EXCERPT:
*** Begin section ***

In 1820, the sculptor Lorenzo Bartolini invited Ingres and his wife to stay with him in Florence. The artist accepted the invitation, but after a few months he and his wife left the luxurious mansion with almost a scandal. And what was the cause of that? Either it was the envy of the artist, who was still not quite appreciated, to the sculptor caressed by the public, or it was just pure jealousy. Yes, yes, there was a version that Ingres was jealous of his wife because of Bartolini.

With Madeleine, they lived together until her death in 1849. “It’s over. She’s gone, my house is gone, and I’m broken. All I can do is cry of grief,” he was very upset by the death of his beloved wife. For almost three years, Ingres secluded himself in his home. Then his friends introduced him to the widow of the famous lawyer, Delphine Ramel. The 71-year-old artist married the 43-year-old Delphine. She became his good wife, supported him in everything, and took care of him and household chores every day, giving him the opportunity to deal exclusively with painting.

Ingres’ stern temper

Ingres was very capricious and irritable by nature, he was jealous of successes of other artists; he considered his point of view to be the only one. At the same time, he was a good teacher, although he was too authoritarian. His classes were very interesting, and the students loved them. However, the artist was furious when he heard his ideas from the lips of others, at least, without direct reference to him.

*** End section ***

SUPPLIED DATA:
*** Begin section ***

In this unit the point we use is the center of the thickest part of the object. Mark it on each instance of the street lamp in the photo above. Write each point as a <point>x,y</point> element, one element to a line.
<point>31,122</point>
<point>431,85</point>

*** End section ***

TASKS FOR THIS EXERCISE:
a. According to the Ingres excerpt, how old was Delphine Ramel when she married the artist?
b. Pick up the Ingres excerpt after its final sentence and keep writing.
This data comes from a source separate from the Ingres excerpt.

ANSWERS BY ITEM:
a. She was 43.

b.
Oftentimes, external self-confidence covered up internal doubts and hesitation, and, perhaps, that fully applied to Ingres. He was extremely ambitious, always dreamed of recognition and perceived criticism very painfully: after many years, he could reproduce the abusive review addressed to him and retaliate his opponent in return. And there were enough such reviews. On the one hand, Ingres and his paintings were praised, awarded, revered, caressed, and on the other hand, they were reproached for inappropriate “Gothic”, pretentiousness and coldness. Those reproaches were not always unreasonable. “Natural sensibility and a limitless desire for glory haunt me all the time,” he admitted.

Ingres, Raphael and Delacroix

Subsequently, art historians agreed that painting portraits was one of the strongest points of Ingres’ talent. He himself considered portraits to be trash, a craft way of making money. Ingres took seriously only his works on antique and historical subjects. And he loved the naked female body, he was its indefatigable singer.

A talented student of David, Ingres quickly deviated from his principles. At the top of Ingres’ personal Olympus, there was only a place for the main idol, Raphael. He was generally convinced that Raphael was the best thing that happened in the world of painting, and after him the history of art turned “somewhere in the wrong place.” Ingres saw his purpose in returning to Raphael and then going away from him in the right direction, continuing and developing his traditions. Ingres immeasurably revered Raphael, but he could not stand Rubens, claiming that the art of the latter “is disgusting and hostile, like gloomy darkness to a ray of light.

Speaking of Ingres, Delacroix was usually recalled. The confrontation of those titans, the confrontation of classicism and romanticism created some tension in which French painting of those years developed. Ingres’ antique motifs and plots, appeal to the frescoes of the Renaissance, worship of Raphael, the finest drawing, adherence to the classicism resisted Delacroix’s passion, sophisticated possession of color and romantic doctrine. The rivalry was balanced, perhaps, due to both artists’ equally powerful talent.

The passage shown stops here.